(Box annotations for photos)
╔══

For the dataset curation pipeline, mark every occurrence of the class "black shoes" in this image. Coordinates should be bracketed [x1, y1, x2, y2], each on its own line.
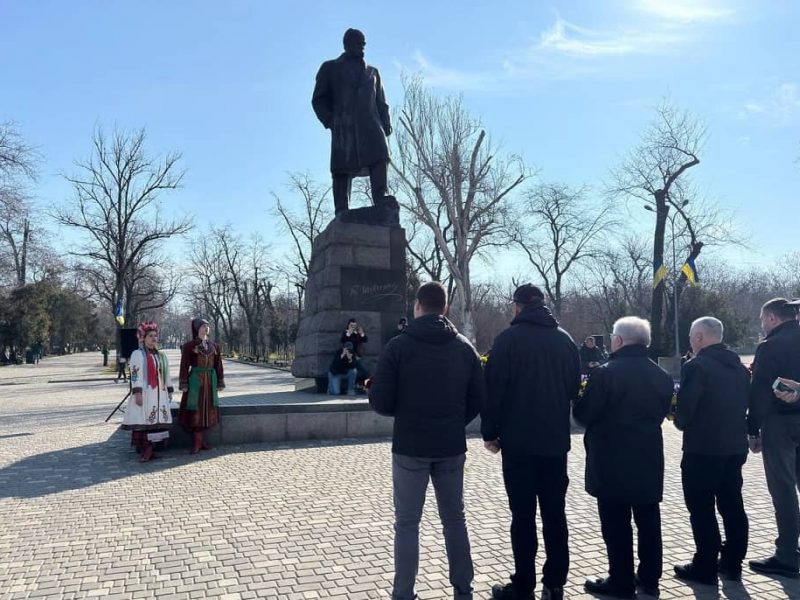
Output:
[492, 583, 532, 600]
[539, 586, 564, 600]
[636, 576, 661, 598]
[748, 556, 800, 579]
[583, 577, 636, 600]
[675, 563, 717, 587]
[717, 561, 742, 581]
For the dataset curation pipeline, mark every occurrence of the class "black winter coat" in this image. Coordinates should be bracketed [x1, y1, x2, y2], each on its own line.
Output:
[675, 344, 750, 456]
[369, 315, 486, 458]
[747, 321, 800, 435]
[578, 344, 606, 373]
[573, 345, 674, 504]
[481, 302, 581, 456]
[311, 54, 392, 175]
[328, 350, 356, 375]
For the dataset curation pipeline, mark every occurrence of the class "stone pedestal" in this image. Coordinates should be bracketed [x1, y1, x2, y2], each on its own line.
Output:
[292, 220, 406, 378]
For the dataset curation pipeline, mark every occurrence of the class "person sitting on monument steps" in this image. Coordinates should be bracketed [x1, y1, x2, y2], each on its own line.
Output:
[572, 317, 675, 598]
[369, 281, 486, 600]
[675, 317, 750, 586]
[339, 318, 370, 392]
[328, 342, 356, 396]
[311, 29, 392, 215]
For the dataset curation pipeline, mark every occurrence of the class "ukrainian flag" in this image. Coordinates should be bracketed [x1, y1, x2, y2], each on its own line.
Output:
[114, 298, 125, 327]
[653, 261, 667, 289]
[681, 256, 700, 285]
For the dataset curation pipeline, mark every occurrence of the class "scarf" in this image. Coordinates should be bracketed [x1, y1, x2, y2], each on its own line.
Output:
[145, 352, 158, 389]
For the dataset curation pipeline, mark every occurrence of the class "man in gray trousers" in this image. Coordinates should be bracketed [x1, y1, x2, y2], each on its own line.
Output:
[369, 281, 486, 600]
[747, 298, 800, 577]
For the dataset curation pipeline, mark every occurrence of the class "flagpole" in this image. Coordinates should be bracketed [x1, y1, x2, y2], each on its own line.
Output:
[669, 213, 681, 357]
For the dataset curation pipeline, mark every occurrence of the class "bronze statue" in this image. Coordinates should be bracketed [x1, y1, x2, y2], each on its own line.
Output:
[311, 29, 397, 221]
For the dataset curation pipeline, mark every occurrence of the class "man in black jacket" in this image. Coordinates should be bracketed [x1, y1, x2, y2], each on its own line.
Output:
[675, 317, 750, 586]
[369, 282, 486, 600]
[328, 342, 356, 396]
[481, 284, 580, 600]
[573, 317, 674, 598]
[747, 298, 800, 577]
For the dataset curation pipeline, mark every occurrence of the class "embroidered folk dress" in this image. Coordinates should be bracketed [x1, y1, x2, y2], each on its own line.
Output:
[178, 339, 225, 433]
[122, 348, 173, 446]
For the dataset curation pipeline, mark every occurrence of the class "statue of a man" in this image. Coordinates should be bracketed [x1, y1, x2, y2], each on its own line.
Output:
[311, 29, 392, 215]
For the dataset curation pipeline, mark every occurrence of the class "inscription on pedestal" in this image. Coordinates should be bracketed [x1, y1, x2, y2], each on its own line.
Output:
[340, 267, 405, 315]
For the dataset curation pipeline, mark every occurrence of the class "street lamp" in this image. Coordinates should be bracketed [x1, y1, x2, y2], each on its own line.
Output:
[644, 200, 689, 357]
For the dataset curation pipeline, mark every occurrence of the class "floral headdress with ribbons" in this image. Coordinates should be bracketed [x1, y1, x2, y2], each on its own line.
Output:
[136, 321, 159, 342]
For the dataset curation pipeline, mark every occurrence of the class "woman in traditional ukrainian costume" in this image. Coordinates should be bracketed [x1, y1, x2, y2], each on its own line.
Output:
[122, 321, 173, 462]
[178, 319, 225, 454]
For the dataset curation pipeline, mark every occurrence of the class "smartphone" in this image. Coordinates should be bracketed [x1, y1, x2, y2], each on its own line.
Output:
[772, 379, 795, 393]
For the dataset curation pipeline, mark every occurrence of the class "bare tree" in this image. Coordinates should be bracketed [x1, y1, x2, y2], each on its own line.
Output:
[0, 121, 38, 188]
[0, 122, 39, 286]
[406, 211, 453, 297]
[189, 227, 239, 345]
[52, 129, 192, 332]
[392, 79, 528, 339]
[612, 100, 706, 356]
[215, 229, 274, 358]
[513, 183, 616, 317]
[272, 173, 332, 289]
[581, 235, 652, 331]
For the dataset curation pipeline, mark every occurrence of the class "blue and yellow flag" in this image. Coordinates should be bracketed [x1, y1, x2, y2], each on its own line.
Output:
[653, 261, 667, 289]
[114, 298, 125, 326]
[681, 256, 700, 285]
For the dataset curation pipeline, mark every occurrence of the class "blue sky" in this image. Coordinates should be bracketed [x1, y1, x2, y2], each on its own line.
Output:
[0, 0, 800, 280]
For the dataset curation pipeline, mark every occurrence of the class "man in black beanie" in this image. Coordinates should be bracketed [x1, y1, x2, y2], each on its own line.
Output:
[481, 283, 581, 600]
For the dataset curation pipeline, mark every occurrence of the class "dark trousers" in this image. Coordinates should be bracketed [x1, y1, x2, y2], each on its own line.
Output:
[761, 414, 800, 567]
[503, 450, 569, 596]
[333, 161, 389, 215]
[681, 453, 748, 577]
[392, 454, 474, 600]
[597, 498, 662, 591]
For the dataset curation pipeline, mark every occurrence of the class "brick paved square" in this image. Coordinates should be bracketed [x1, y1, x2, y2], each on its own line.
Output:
[0, 355, 800, 600]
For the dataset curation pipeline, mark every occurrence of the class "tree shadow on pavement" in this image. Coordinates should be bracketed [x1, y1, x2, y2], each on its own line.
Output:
[0, 429, 387, 499]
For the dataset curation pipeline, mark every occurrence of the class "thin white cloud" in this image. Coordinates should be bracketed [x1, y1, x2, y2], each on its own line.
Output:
[635, 0, 736, 23]
[737, 82, 800, 125]
[396, 0, 733, 90]
[538, 18, 681, 57]
[399, 50, 496, 90]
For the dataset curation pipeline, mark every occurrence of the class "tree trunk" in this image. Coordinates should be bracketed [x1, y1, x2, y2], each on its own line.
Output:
[17, 219, 31, 287]
[650, 190, 669, 360]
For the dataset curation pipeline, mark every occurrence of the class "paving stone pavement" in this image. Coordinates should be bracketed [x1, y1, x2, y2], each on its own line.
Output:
[0, 355, 800, 600]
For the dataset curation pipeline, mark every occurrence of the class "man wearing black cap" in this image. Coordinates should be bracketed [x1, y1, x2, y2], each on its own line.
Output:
[481, 284, 581, 600]
[328, 342, 356, 396]
[369, 281, 486, 600]
[747, 298, 800, 577]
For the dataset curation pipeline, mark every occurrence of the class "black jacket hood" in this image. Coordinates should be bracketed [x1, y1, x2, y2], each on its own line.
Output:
[697, 343, 742, 367]
[511, 300, 558, 327]
[405, 315, 458, 344]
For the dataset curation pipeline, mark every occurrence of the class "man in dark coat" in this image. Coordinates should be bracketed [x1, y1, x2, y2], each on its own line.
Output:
[747, 298, 800, 577]
[573, 317, 674, 598]
[311, 29, 392, 215]
[369, 282, 486, 600]
[481, 284, 580, 600]
[675, 317, 750, 586]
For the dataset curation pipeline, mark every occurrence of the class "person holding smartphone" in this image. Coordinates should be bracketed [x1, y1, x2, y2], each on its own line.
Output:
[328, 342, 356, 396]
[748, 298, 800, 577]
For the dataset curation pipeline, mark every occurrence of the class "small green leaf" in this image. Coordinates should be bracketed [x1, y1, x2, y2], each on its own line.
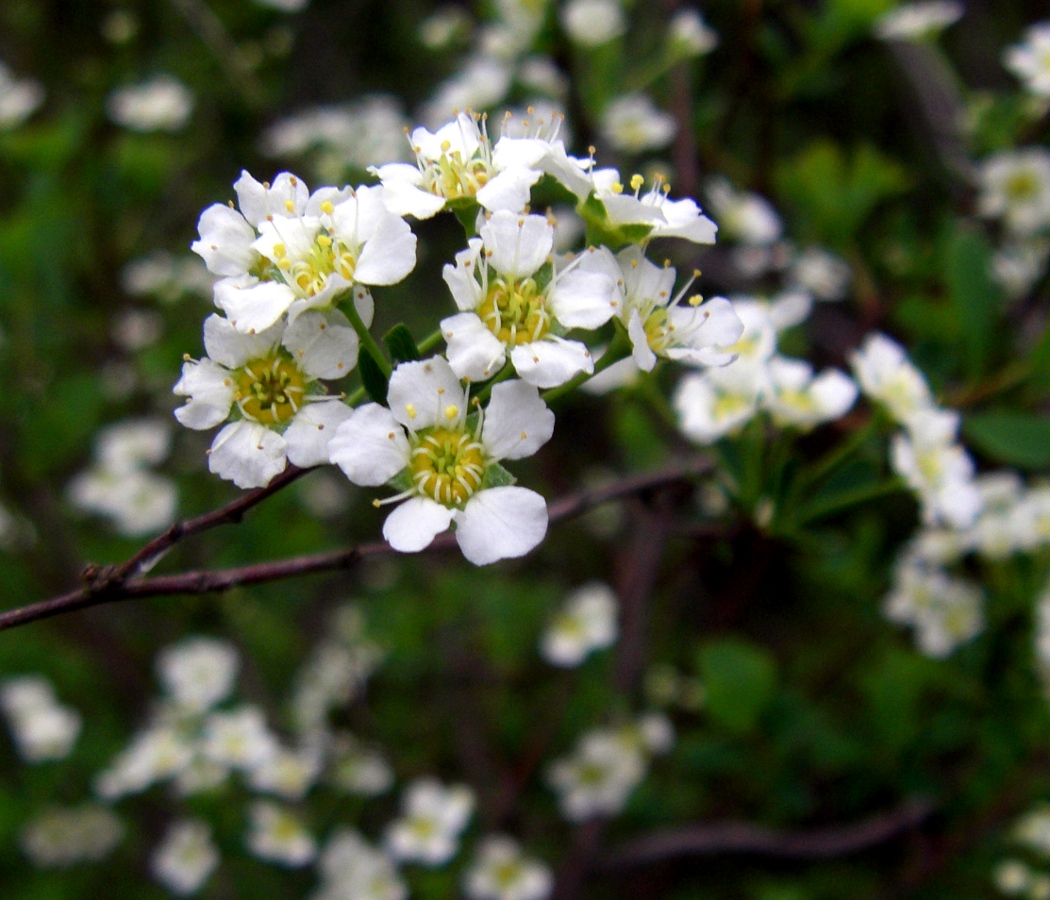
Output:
[357, 353, 386, 405]
[383, 322, 419, 362]
[697, 639, 777, 734]
[963, 411, 1050, 469]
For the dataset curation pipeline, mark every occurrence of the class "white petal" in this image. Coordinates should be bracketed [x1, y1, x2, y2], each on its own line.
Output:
[479, 210, 554, 278]
[456, 486, 547, 566]
[510, 336, 594, 388]
[441, 313, 507, 381]
[172, 357, 234, 431]
[481, 380, 554, 459]
[281, 310, 358, 380]
[208, 420, 288, 488]
[329, 403, 412, 487]
[386, 356, 468, 432]
[476, 167, 543, 212]
[354, 209, 416, 285]
[285, 398, 354, 466]
[383, 497, 455, 553]
[215, 276, 295, 334]
[190, 203, 258, 276]
[204, 314, 280, 369]
[548, 269, 620, 329]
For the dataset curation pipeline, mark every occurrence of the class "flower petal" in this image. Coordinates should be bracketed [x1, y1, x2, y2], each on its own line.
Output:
[481, 380, 554, 459]
[383, 497, 455, 553]
[329, 403, 411, 487]
[453, 486, 547, 566]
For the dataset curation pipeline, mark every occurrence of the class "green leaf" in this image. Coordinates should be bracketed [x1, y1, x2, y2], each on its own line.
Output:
[944, 224, 1003, 379]
[697, 639, 777, 735]
[963, 411, 1050, 469]
[383, 322, 419, 362]
[357, 352, 386, 406]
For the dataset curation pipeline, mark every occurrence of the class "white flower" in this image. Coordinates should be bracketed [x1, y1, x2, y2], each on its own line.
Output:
[547, 729, 646, 821]
[0, 675, 82, 762]
[540, 582, 617, 667]
[149, 819, 218, 897]
[1003, 21, 1050, 100]
[667, 7, 718, 57]
[890, 411, 982, 528]
[883, 559, 984, 660]
[248, 800, 317, 868]
[707, 176, 783, 247]
[875, 0, 966, 41]
[763, 356, 857, 428]
[463, 835, 554, 900]
[601, 93, 678, 153]
[172, 310, 359, 487]
[201, 706, 280, 772]
[156, 637, 239, 712]
[441, 211, 615, 388]
[313, 829, 408, 900]
[978, 147, 1050, 237]
[561, 0, 627, 47]
[0, 63, 44, 131]
[19, 803, 124, 868]
[849, 333, 933, 423]
[371, 112, 561, 218]
[106, 75, 193, 131]
[385, 778, 474, 865]
[579, 246, 744, 372]
[330, 357, 554, 565]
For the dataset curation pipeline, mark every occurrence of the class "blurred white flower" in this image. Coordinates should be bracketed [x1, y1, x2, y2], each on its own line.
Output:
[540, 582, 618, 667]
[156, 637, 240, 712]
[248, 800, 317, 868]
[1003, 21, 1050, 100]
[874, 0, 966, 41]
[106, 75, 193, 131]
[0, 675, 83, 762]
[0, 63, 44, 131]
[600, 92, 678, 153]
[561, 0, 627, 47]
[463, 835, 554, 900]
[149, 819, 218, 897]
[385, 778, 474, 865]
[19, 803, 124, 868]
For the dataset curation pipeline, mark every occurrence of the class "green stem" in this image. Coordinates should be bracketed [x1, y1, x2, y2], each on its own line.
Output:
[541, 322, 631, 404]
[342, 299, 394, 379]
[797, 478, 907, 528]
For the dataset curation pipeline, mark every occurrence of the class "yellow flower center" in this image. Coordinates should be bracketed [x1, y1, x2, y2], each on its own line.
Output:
[234, 355, 306, 425]
[478, 278, 550, 347]
[410, 427, 485, 507]
[274, 231, 357, 297]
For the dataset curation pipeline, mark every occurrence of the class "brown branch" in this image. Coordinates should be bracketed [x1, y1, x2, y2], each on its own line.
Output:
[601, 798, 935, 870]
[0, 457, 711, 631]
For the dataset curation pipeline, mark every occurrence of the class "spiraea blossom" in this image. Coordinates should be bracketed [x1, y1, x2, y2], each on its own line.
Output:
[329, 357, 554, 565]
[463, 835, 554, 900]
[372, 112, 564, 218]
[540, 582, 618, 667]
[579, 246, 743, 372]
[385, 778, 474, 865]
[192, 172, 416, 333]
[441, 211, 615, 388]
[1003, 21, 1050, 100]
[173, 310, 359, 488]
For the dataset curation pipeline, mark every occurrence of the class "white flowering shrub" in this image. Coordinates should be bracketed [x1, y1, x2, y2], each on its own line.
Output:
[0, 0, 1050, 900]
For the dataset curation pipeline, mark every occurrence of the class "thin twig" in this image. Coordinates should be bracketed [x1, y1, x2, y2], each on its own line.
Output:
[0, 457, 712, 631]
[601, 798, 935, 870]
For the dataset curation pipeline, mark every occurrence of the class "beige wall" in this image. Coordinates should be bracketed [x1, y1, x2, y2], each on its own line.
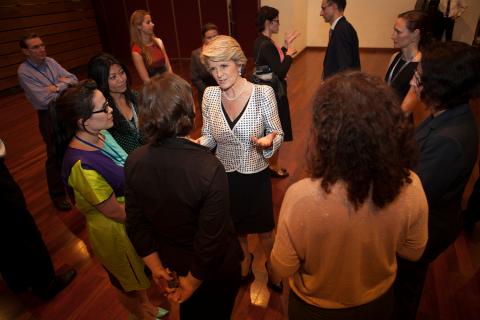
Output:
[453, 0, 480, 44]
[261, 0, 309, 52]
[261, 0, 480, 50]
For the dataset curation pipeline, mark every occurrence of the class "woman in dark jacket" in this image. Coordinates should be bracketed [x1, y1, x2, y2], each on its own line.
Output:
[125, 73, 243, 319]
[253, 6, 299, 178]
[88, 53, 143, 153]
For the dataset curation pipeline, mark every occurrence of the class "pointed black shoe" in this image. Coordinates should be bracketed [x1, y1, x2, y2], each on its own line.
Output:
[265, 261, 283, 294]
[34, 269, 77, 300]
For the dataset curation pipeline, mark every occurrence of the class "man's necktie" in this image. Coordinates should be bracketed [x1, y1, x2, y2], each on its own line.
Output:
[445, 0, 450, 18]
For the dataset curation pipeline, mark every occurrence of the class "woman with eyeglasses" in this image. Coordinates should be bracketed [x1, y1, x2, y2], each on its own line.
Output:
[253, 6, 299, 178]
[51, 80, 157, 319]
[395, 41, 480, 319]
[130, 10, 172, 82]
[385, 10, 430, 124]
[88, 53, 144, 154]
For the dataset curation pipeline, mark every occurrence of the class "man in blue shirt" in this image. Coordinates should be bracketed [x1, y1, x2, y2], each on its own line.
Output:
[17, 33, 78, 211]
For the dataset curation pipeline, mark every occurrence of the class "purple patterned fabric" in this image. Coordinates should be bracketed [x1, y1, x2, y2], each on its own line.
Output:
[62, 148, 125, 199]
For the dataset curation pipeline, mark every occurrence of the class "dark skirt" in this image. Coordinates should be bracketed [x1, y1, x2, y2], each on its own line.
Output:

╚══

*Your objective*
Give the lines from the start of the rows through the line containing "[717, 561, 742, 581]" as a Markdown table with columns "No." and "Line", numbering each line and skipping blank ones. Leave the pictures out.

*Output for this task*
| No. | Line |
|---|---|
| 1 | For the dataset curation pipeline, mark every occurrence of the class "black shoes" in this image. Coordinates should be bracketed [x1, y1, x2, y2], each on its own line. |
| 2 | Output: |
| 3 | [492, 583, 532, 600] |
| 4 | [539, 586, 564, 600] |
| 5 | [636, 576, 661, 598] |
| 6 | [748, 556, 800, 579] |
| 7 | [583, 577, 636, 600] |
| 8 | [675, 563, 717, 587] |
| 9 | [717, 561, 742, 581] |